*Task details:*
Copy the records below exactly as they appear.
-- Start Recorded information --
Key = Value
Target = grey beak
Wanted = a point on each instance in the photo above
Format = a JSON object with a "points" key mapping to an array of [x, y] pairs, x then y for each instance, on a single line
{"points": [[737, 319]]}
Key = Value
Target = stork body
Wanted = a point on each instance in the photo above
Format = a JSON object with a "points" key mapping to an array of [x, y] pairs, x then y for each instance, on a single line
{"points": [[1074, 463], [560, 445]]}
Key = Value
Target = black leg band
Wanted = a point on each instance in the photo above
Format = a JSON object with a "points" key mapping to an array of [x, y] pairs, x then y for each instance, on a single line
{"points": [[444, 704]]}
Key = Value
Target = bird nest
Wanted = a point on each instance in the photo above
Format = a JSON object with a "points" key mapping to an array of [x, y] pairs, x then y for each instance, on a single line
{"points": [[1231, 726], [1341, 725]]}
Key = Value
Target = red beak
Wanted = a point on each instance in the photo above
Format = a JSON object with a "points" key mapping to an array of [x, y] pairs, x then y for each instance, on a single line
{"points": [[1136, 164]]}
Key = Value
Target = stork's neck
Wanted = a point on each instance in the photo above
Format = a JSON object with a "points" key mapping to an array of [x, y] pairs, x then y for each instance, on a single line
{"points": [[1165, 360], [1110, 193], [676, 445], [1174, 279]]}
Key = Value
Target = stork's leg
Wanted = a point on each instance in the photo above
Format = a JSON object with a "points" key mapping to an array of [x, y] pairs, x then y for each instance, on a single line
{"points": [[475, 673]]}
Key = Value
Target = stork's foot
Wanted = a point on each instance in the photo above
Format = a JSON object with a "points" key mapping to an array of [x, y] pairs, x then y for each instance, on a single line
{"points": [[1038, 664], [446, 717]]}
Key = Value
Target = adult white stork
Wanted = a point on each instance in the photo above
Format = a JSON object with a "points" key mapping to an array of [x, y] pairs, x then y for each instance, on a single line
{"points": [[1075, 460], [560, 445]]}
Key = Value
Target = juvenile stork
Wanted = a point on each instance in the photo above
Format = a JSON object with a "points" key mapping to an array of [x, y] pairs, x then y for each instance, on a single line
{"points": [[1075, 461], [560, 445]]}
-- End Recorded information --
*Answer to the exercise:*
Key = Value
Target = grey beak
Wanted = a point on each instance in the photo above
Format = a JSON object with a "points" key mapping to an array of [x, y] pairs, x then y for each instance, on a single line
{"points": [[737, 319]]}
Key = Value
Target = stork body
Wanted = a point on each instance in the photo above
Format = a JSON object with a "points" key mapping to an array of [x, y] pairs, x then y for each instance, on a single line
{"points": [[1074, 463], [560, 445]]}
Key = Value
Target = black leg band
Wanted = a point on each instance in the photo above
Format = a JSON object with a "points" key mapping to an array of [x, y] pairs, x then y for each instance, on a single line
{"points": [[444, 704]]}
Key = Value
Target = bird nest
Wanted = a point on each instance in the photo above
Format = a JSON object with a "points" key mapping to an array of [x, y] pairs, x then y for each instance, on a single line
{"points": [[1231, 726], [1341, 725]]}
Key = Value
Target = red beak
Wanted = a point on each instance in the photo above
Format = a JSON object with a "points" key mapping to an array of [x, y] pairs, x then y for each instance, on a single line
{"points": [[1136, 164]]}
Key = Value
Target = stork's neck
Wanted = a point on each instance in the photo above
Format = a JSON object with a "points" key mapping to an array of [x, y] pairs, x then y for each instance, on a single line
{"points": [[1165, 360], [1110, 193], [676, 445], [1174, 279]]}
Key = Value
Target = stork's leg
Wanted = a point on each instance in the photo above
Format = a JSON object with a "points" key mapping to an array of [x, y] pairs, x then y for each instance, on a single line
{"points": [[475, 673]]}
Key = Value
Target = stork's foot
Wanted = a point on each instance in the photo above
Format = a JSON object with a "points" key mapping to an array of [x, y] pairs, x then y for each instance, on a single line
{"points": [[1038, 664], [446, 717]]}
Key = Value
Target = adult white stork
Wanted = a point on each instance in the photo above
Format = a JSON object with a "points" key mapping to an array of [x, y] pairs, x then y for each instance, on a single line
{"points": [[1075, 460], [560, 445]]}
Key = Value
Target = juvenile stork
Wanted = a point on each instance in the photo above
Format = a JSON object with a "points" key mapping to an array of [x, y] pairs, x then y for each instance, on a single line
{"points": [[1075, 461], [560, 445]]}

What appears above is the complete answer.